EXERCISE TEXT:
+-------+
• Aarnout C. Brombacher

In The Netherlands, as in many similar countries, people are discussing the future ‘gray-haired society’, a society where, compared with the current demographic structure, an increasingly large proportion of the population will be over 65. This is due to both to increased life expectancy and to the decreasing number of children being born. As older people, generally speaking, require considerably more (and more expensive) healthcare than younger people it is likely that, without special measures, this will lead to a serious economic problem. There will be fewer younger people available to pay a continuously increasing bill.

Many people see technology as one of the key solutions to this problem. Currently, it is technologically possible to provide people with a high quality of life in their own environment. Monitoring, medication or even medical intervention can be provided via the internet by remote operators. Perhaps, in the future, the latter will be replaced by autonomous systems.

From a quality and reliability (QR) perspective, this raises a considerable number of challenges. In the current situation, where human lives directly depend on technology, services are provided, generally speaking, in the context of well-controlled environments with systems operated by professionals. If malfunction and error should occur, intervention and/or correction can be provided directly by skilled specialists. In addition, the systems have to meet rigorous FDA and similar demands before they can be used in practice. In cases where these systems operate remotely, or even to a certain degree autonomously, the QR requirements are probably even tougher. On the other hand, such systems differ from those with similarly high QR demands, such as nuclear or (petro-)chemical systems since they are, in order to be cost efficient, based on technology similar to that used in current consumer electronics. They also have to rely on commercial multi-party infrastructures, such as the internet.

The very high degree of innovation and dynamics in this environment makes prediction about QR particularly difficult. The models are simply not available. We need to establish whether the currently available QR analysis tools can, with such high demand and systems of this level of complexity, do the job. In QREI we see many papers presenting analyses of the current complex systems but not, as yet, of systems able to meet challenges such as those described above. If we want these systems to be operational by the time we retire it would be a useful challenge for the readers of the journal to start thinking about the appropriate QR tools right now.
+-------+
RECORDED DATA:
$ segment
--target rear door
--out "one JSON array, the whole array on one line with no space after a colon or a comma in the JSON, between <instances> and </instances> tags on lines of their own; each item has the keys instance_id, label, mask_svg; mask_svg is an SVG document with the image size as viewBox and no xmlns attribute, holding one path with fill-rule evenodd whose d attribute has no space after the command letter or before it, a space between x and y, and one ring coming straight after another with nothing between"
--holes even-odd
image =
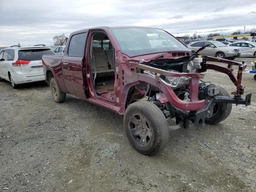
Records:
<instances>
[{"instance_id":1,"label":"rear door","mask_svg":"<svg viewBox=\"0 0 256 192\"><path fill-rule=\"evenodd\" d=\"M2 78L4 77L3 76L3 64L4 64L3 57L4 56L4 51L0 51L0 76Z\"/></svg>"},{"instance_id":2,"label":"rear door","mask_svg":"<svg viewBox=\"0 0 256 192\"><path fill-rule=\"evenodd\" d=\"M55 55L50 48L32 48L18 51L18 60L21 72L26 77L44 75L42 57L43 55Z\"/></svg>"},{"instance_id":3,"label":"rear door","mask_svg":"<svg viewBox=\"0 0 256 192\"><path fill-rule=\"evenodd\" d=\"M86 98L82 66L86 64L85 45L88 33L85 32L71 36L62 58L63 80L66 89L69 93L81 98Z\"/></svg>"},{"instance_id":4,"label":"rear door","mask_svg":"<svg viewBox=\"0 0 256 192\"><path fill-rule=\"evenodd\" d=\"M6 80L9 79L8 76L8 69L9 66L8 66L8 54L9 53L9 49L4 50L4 55L3 58L4 60L2 61L2 75L1 76Z\"/></svg>"}]
</instances>

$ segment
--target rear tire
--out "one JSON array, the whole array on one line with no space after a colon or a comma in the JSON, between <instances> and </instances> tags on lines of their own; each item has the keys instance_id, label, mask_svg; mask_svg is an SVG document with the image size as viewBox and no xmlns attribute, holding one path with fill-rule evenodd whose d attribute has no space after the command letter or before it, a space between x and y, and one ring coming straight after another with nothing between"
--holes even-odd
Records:
<instances>
[{"instance_id":1,"label":"rear tire","mask_svg":"<svg viewBox=\"0 0 256 192\"><path fill-rule=\"evenodd\" d=\"M221 87L220 88L219 96L230 97L228 93ZM232 104L226 103L216 103L214 107L213 116L209 118L205 119L205 123L214 125L226 119L232 110Z\"/></svg>"},{"instance_id":2,"label":"rear tire","mask_svg":"<svg viewBox=\"0 0 256 192\"><path fill-rule=\"evenodd\" d=\"M223 53L222 53L221 52L219 52L218 53L217 53L215 55L215 57L218 58L219 59L225 59L226 57L225 56L225 54Z\"/></svg>"},{"instance_id":3,"label":"rear tire","mask_svg":"<svg viewBox=\"0 0 256 192\"><path fill-rule=\"evenodd\" d=\"M144 155L163 150L169 140L166 118L156 105L148 101L138 101L129 106L124 114L124 126L132 146Z\"/></svg>"},{"instance_id":4,"label":"rear tire","mask_svg":"<svg viewBox=\"0 0 256 192\"><path fill-rule=\"evenodd\" d=\"M52 99L57 103L62 103L66 100L66 94L59 88L54 78L52 78L50 83Z\"/></svg>"},{"instance_id":5,"label":"rear tire","mask_svg":"<svg viewBox=\"0 0 256 192\"><path fill-rule=\"evenodd\" d=\"M12 86L12 87L14 89L16 89L18 88L18 85L15 84L14 82L13 81L13 80L12 79L12 76L10 74L9 74L9 80L10 80L10 83L11 83L11 85Z\"/></svg>"}]
</instances>

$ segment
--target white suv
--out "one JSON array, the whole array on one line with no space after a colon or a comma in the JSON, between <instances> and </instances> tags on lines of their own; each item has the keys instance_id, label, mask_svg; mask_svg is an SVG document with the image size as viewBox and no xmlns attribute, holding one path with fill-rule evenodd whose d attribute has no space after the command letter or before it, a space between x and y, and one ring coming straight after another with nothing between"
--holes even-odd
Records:
<instances>
[{"instance_id":1,"label":"white suv","mask_svg":"<svg viewBox=\"0 0 256 192\"><path fill-rule=\"evenodd\" d=\"M43 55L55 55L50 47L9 47L0 51L0 81L5 79L12 86L45 80Z\"/></svg>"}]
</instances>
+-------+
WHAT IS REQUIRED:
Write out everything in the piece on the gray-haired society, from "In The Netherlands, as" down to "continuously increasing bill.", word for word.

EXERCISE OUTPUT:
In The Netherlands, as in many similar countries, people are discussing the future ‘gray-haired society’, a society where, compared with the current demographic structure, an increasingly large proportion of the population will be over 65. This is due to both to increased life expectancy and to the decreasing number of children being born. As older people, generally speaking, require considerably more (and more expensive) healthcare than younger people it is likely that, without special measures, this will lead to a serious economic problem. There will be fewer younger people available to pay a continuously increasing bill.